French astronomer and mathematician (1768–1832)

Marie-Jeanne Amélie Lefrançois de Lalande (1768 – 8 November 1832) was a French astronomer. She was a key collaborator to the works of Jérôme Lalande.

Her reputation as a scientific woman was attested by an anecdote related to Carl Friedrich Gauss: In 1806, during a military campaign in Prussia, he declared he knew but one French woman that worked in science, Madame Lefrançois de Lalande.

==Biography==
Marie-Jeanne Harlay was born in Paris in 1768, daughter of school teachers Jean François Harlay (born 1730) and Anne Elisabeth Cany (born 1744). Some early authors considered her the illegitimate daughter of Jérôme Lalande.

Jérome Lalande taught Marie-Jeanne Harlay astronomy. Jérôme Lalande was said to have valued Harlay for her mathematical disposition. Michel Lefrançois de Lalande, nephew of Jérôme Lalande, also learned astronomy with his uncle and married Marie-Jeanne in 1788. Jérome Lalande referred to Michel Lefrançois and Marie-Jeanne de Lalande as his nephew and niece.

Michel Lefrançois succeeded Lalande at the École militaire and carried out a large star survey with the help of his wife, but she was not listed among the authors.

Marie-Jeanne and Michel Lefrançois de Lalande had four children. Their son Isaac Lefrançais de Lalande was named after Isaac Newton. Their second child, Caroline was named after Caroline Herschel, her birth date, 20 January 1790 being the first day a Comet discovered by Herschel was visible from Paris. Caroline died as an infant. Their third child Charlotte Uranie Lefrançais de Lalande was the goddaughter the astronomer Jean Baptiste Joseph Delambre and Charlotte of Saxe-Meiningen. Their fourth child was named Charles Auguste Frédéric Jérôme Lefrançais de Lalande.

De Lalande lectured in astronomy in Paris. During the French Revolution, the chief of the Paris Observatory, Dominique, comte de Cassini, asked Marie-Jeanne for help. She taught Cassini's son and helped him make his first observations at the Collège de France.

De Lalande and the Duchess Charlotte of Saxe-Meiningen were the only female astronomers that participated at the First European congress of astronomers in 1798. During the trip, the Duchess added the name Amélie to de Lalande's name.

She died in Paris in 1832.

==Works==
She calculated the Tables horaires de marine, which was published in Jerome Lalande's Abrégé de navigation historique théorique et pratique avec tables horaires (1793). These calculations earned Jérôme Lalande one of the medals of the Lycée des Arts for distinguished scholars and artists. Jérôme Lalande dedicated the award to Marie-Jeanne de Lalande.

Her work was also published in Jérôme Lalande's annual almanac Connaissance des temps from 1794 to 1806.

In 1785, in the preface to Astronomie des dames by Jérôme Lalande, he cites Marie-Jeanne de Lalande as one of the greatest female astronomers along Hypatia, Maria Cunitz, Elisabeth Hevelius, Émilie du Châtelet, Nicole-Reine Lepaute, Louise du Pierry, Caroline Herschel and Charlotte of Saxe-Gotha.

In 1799, she established a catalog of 10,000 stars.

She also collaborated on the writing of L'Histoire céleste française written by Lalande and published in 1801. The work indicated the position of nearly 50,000 stars.

==Honors==
The multi-ring impact crater de Lalande on Venus was named after her.

== Recorded information ==
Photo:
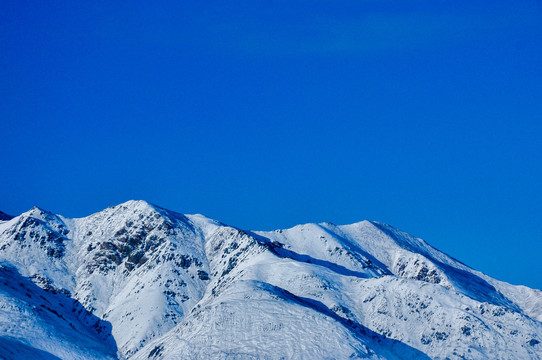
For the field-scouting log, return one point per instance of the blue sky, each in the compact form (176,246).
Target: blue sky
(423,114)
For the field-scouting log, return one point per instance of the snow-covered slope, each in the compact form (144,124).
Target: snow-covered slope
(136,281)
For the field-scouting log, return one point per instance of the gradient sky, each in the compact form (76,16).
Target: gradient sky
(426,115)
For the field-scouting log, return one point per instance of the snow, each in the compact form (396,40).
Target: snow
(147,282)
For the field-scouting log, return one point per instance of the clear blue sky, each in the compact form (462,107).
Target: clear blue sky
(264,114)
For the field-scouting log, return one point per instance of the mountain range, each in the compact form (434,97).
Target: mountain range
(137,281)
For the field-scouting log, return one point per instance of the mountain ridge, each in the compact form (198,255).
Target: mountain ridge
(165,285)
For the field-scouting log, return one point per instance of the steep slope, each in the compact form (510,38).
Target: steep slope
(146,282)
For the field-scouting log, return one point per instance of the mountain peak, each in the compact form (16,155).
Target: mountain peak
(160,283)
(4,216)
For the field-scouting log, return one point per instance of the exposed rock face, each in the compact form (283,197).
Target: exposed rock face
(138,281)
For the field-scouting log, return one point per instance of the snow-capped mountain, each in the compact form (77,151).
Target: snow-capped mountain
(137,281)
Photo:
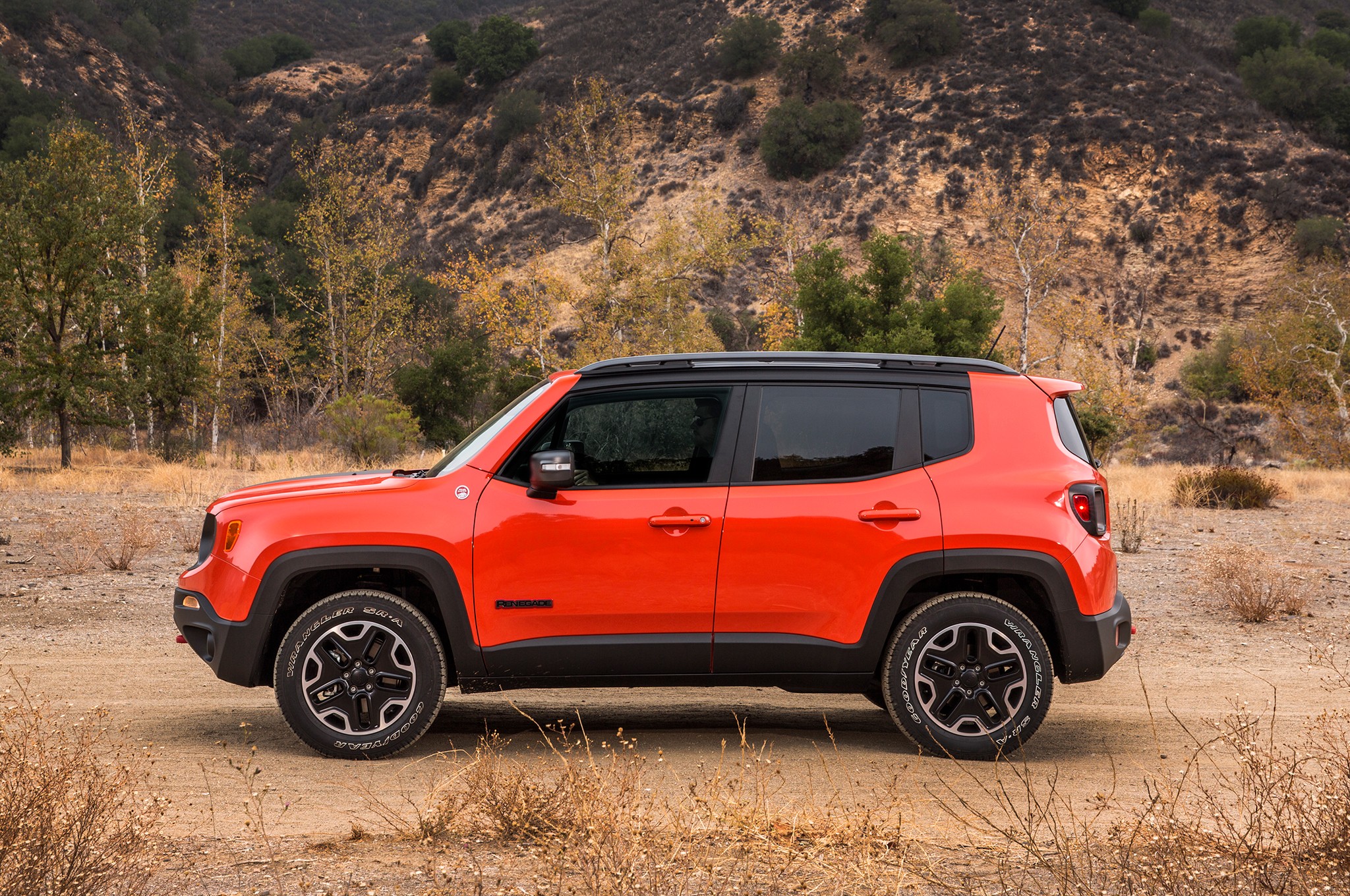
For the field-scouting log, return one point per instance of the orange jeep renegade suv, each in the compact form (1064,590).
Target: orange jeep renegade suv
(929,532)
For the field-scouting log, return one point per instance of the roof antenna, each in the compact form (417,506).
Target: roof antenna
(989,354)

== What to work on ==
Using the text on Marie-Jeanne de Lalande, answer these:
(a) In what year did she marry Michel Lefrançois de Lalande?
(b) How many stars were in the catalog she established in 1799?
(c) What feature on Venus bears her name?

== Written answer ==
(a) 1788
(b) 10,000
(c) The multi-ring impact crater de Lalande